====== TEXTE FOURNI ======

Voici un support de fusibles additionnel qui sera ajouté dans l'appareil.

Voir plus bas pour plus d'explications concernant la modification de l'alimentation...

Raysonic SE-20

La platine d'alimentation est remise en place, et la tôle supportant les lampes est enlevée.

Lors du démontage, relevé du schéma de la partie amplification.

Raysonic SE-20

Le schéma de l'amplificateur. Ici aussi, il ne s'agit pas du schéma d'origine, mais bien d'un «reverse engineering» !!

Les numéros de composants sur ce relevé sont arbitraires, car les composants dans la partie audio ne sont pas numérotés dans l'appareil.

Les signaux audio arrivent directement sur le sélecteur d'entrées, via des câbles faradisés. De ce sélecteur, les signaux sont appliqués sur le potentiomètre de volume.

Le signal après réglage de volume arrive directement (via une résistance de 100Ω) sur les grilles de la première lampe L1, une 6SJ7. Les deux triodes de cette lampe sont montées en parallèle. La résistance de cathode (1,5k) et celle d'anode (47k) sont donc communes aux deux triodes de cette lampe. L'alimentation provient de +V3 et chaque canal possède sa propre cellule de découplage (voir schéma de l'alimentation ci-dessus).

======

TRAVAIL DEMANDÉ ->
A) Expliquez en une à trois phrases pourquoi, selon le texte sur le Raysonic SE-20, les numéros de composants du relevé de l'amplificateur sont arbitraires.
B) Dans le texte sur le Raysonic SE-20, quel modèle de lampe est la première lampe L1 ?
Les entrées n'ont aucun rapport avec le texte sur le Raysonic SE-20.

====== ENTRÉES ENREGISTRÉES ======

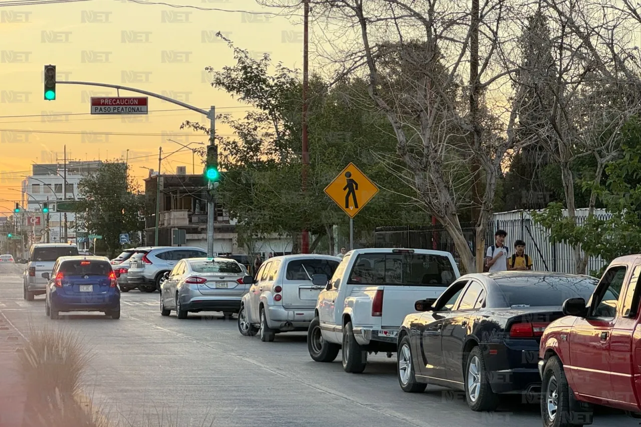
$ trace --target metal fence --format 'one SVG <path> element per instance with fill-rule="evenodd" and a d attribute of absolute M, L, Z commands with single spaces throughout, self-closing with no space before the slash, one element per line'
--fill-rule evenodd
<path fill-rule="evenodd" d="M 587 217 L 588 210 L 577 209 L 576 219 L 581 224 Z M 567 215 L 567 212 L 564 212 Z M 612 216 L 605 210 L 596 209 L 594 215 L 606 219 Z M 470 249 L 474 251 L 476 245 L 476 228 L 474 223 L 462 223 L 463 233 Z M 539 271 L 556 271 L 575 273 L 574 248 L 563 243 L 553 244 L 550 242 L 549 230 L 534 223 L 529 211 L 515 210 L 499 212 L 492 215 L 488 224 L 486 246 L 491 246 L 494 240 L 494 233 L 497 230 L 508 233 L 505 245 L 513 253 L 514 242 L 522 240 L 526 243 L 526 253 L 530 256 L 533 269 Z M 374 231 L 374 242 L 377 247 L 414 247 L 433 249 L 450 252 L 454 256 L 459 268 L 461 258 L 454 241 L 440 224 L 422 227 L 393 226 L 378 227 Z M 582 253 L 582 255 L 585 255 Z M 601 257 L 590 256 L 588 261 L 587 272 L 598 271 L 607 265 Z"/>

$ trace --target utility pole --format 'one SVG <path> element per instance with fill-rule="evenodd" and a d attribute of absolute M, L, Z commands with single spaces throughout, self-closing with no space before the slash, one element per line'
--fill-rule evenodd
<path fill-rule="evenodd" d="M 310 3 L 304 0 L 303 17 L 303 194 L 307 193 L 307 169 L 310 164 L 310 153 L 307 140 L 307 90 L 308 85 L 308 56 L 309 56 L 309 33 L 308 31 Z M 303 233 L 301 234 L 302 253 L 309 253 L 310 235 L 307 231 L 306 215 L 303 223 Z"/>
<path fill-rule="evenodd" d="M 62 184 L 62 188 L 64 188 L 63 190 L 63 193 L 62 193 L 62 194 L 63 194 L 63 196 L 62 196 L 62 199 L 63 200 L 67 200 L 67 144 L 65 144 L 65 156 L 64 156 L 64 159 L 65 159 L 64 160 L 64 162 L 65 162 L 64 163 L 64 165 L 64 165 L 64 172 L 63 172 L 64 173 L 64 177 L 63 177 L 63 180 L 64 180 L 65 182 L 63 183 L 63 184 Z M 67 237 L 67 212 L 65 212 L 65 243 L 69 243 L 69 237 Z"/>
<path fill-rule="evenodd" d="M 216 145 L 216 107 L 212 106 L 209 110 L 209 145 Z M 216 205 L 212 190 L 213 189 L 213 183 L 211 180 L 207 180 L 207 190 L 209 197 L 207 198 L 207 258 L 213 258 L 213 224 Z"/>
<path fill-rule="evenodd" d="M 154 246 L 158 246 L 158 226 L 160 224 L 160 162 L 162 162 L 162 147 L 158 147 L 158 173 L 156 175 L 156 237 Z"/>

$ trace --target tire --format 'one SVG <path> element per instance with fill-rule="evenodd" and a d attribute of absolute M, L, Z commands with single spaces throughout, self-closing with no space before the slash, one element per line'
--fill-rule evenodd
<path fill-rule="evenodd" d="M 60 318 L 60 314 L 53 303 L 49 306 L 49 318 L 51 320 L 57 320 Z"/>
<path fill-rule="evenodd" d="M 556 390 L 556 393 L 550 392 Z M 556 409 L 554 397 L 556 396 Z M 549 401 L 548 398 L 552 401 Z M 541 418 L 545 427 L 579 427 L 583 424 L 572 424 L 570 410 L 570 387 L 563 370 L 563 364 L 553 356 L 545 364 L 541 383 Z"/>
<path fill-rule="evenodd" d="M 178 294 L 176 294 L 176 316 L 178 319 L 187 319 L 187 311 L 186 310 L 183 310 L 182 306 L 180 304 L 180 299 L 178 298 Z"/>
<path fill-rule="evenodd" d="M 320 319 L 314 317 L 307 330 L 307 351 L 315 362 L 330 362 L 336 360 L 340 346 L 325 340 L 320 330 Z"/>
<path fill-rule="evenodd" d="M 260 308 L 260 340 L 263 342 L 272 342 L 276 334 L 267 326 L 267 317 L 265 308 Z"/>
<path fill-rule="evenodd" d="M 253 337 L 258 331 L 256 326 L 247 321 L 244 305 L 240 306 L 240 311 L 238 312 L 238 331 L 243 337 Z"/>
<path fill-rule="evenodd" d="M 396 373 L 399 384 L 404 392 L 407 393 L 422 393 L 428 385 L 416 381 L 414 374 L 413 358 L 412 356 L 412 345 L 407 335 L 403 337 L 396 353 Z"/>
<path fill-rule="evenodd" d="M 343 369 L 352 374 L 360 374 L 367 365 L 367 351 L 354 337 L 352 322 L 347 322 L 343 330 Z"/>
<path fill-rule="evenodd" d="M 160 292 L 160 315 L 168 316 L 171 314 L 171 310 L 165 308 L 165 302 L 162 300 L 162 292 Z"/>
<path fill-rule="evenodd" d="M 473 411 L 493 411 L 499 406 L 499 397 L 492 390 L 483 353 L 478 347 L 472 349 L 463 374 L 465 399 Z M 470 384 L 470 381 L 472 384 Z"/>

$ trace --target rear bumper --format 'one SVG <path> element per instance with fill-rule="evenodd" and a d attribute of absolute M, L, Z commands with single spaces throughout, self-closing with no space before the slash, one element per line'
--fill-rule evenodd
<path fill-rule="evenodd" d="M 188 312 L 231 312 L 240 311 L 240 300 L 238 297 L 194 296 L 190 299 L 181 298 L 183 309 Z"/>
<path fill-rule="evenodd" d="M 90 298 L 76 295 L 63 296 L 53 292 L 50 298 L 52 305 L 59 312 L 103 312 L 120 308 L 120 294 L 115 292 L 92 296 Z"/>
<path fill-rule="evenodd" d="M 314 319 L 313 308 L 285 308 L 279 305 L 267 306 L 267 326 L 285 332 L 306 331 Z"/>

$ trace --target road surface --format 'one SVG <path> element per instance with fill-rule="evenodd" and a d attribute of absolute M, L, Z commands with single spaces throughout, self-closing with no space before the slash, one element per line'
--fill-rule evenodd
<path fill-rule="evenodd" d="M 160 315 L 159 296 L 122 294 L 121 318 L 76 314 L 58 321 L 45 315 L 44 296 L 22 299 L 21 276 L 0 272 L 0 312 L 22 333 L 29 323 L 65 327 L 85 336 L 95 354 L 85 380 L 87 394 L 109 416 L 142 425 L 144 415 L 167 414 L 181 427 L 540 427 L 537 405 L 506 399 L 499 410 L 470 410 L 458 392 L 429 387 L 403 392 L 395 359 L 372 357 L 362 374 L 317 363 L 305 333 L 276 336 L 274 342 L 245 337 L 235 318 L 190 314 L 178 320 Z M 4 343 L 0 343 L 0 346 Z M 120 421 L 124 421 L 122 419 Z M 154 424 L 155 423 L 155 424 Z M 151 424 L 158 425 L 157 421 Z M 606 410 L 595 427 L 639 423 Z"/>

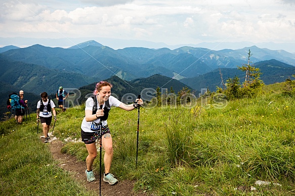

======

RÉPONSES PAR TÂCHE ->
A) Les numéros de composants du relevé sont arbitraires parce que les composants de la partie audio ne sont pas numérotés dans l'appareil.

B) Une 6SJ7.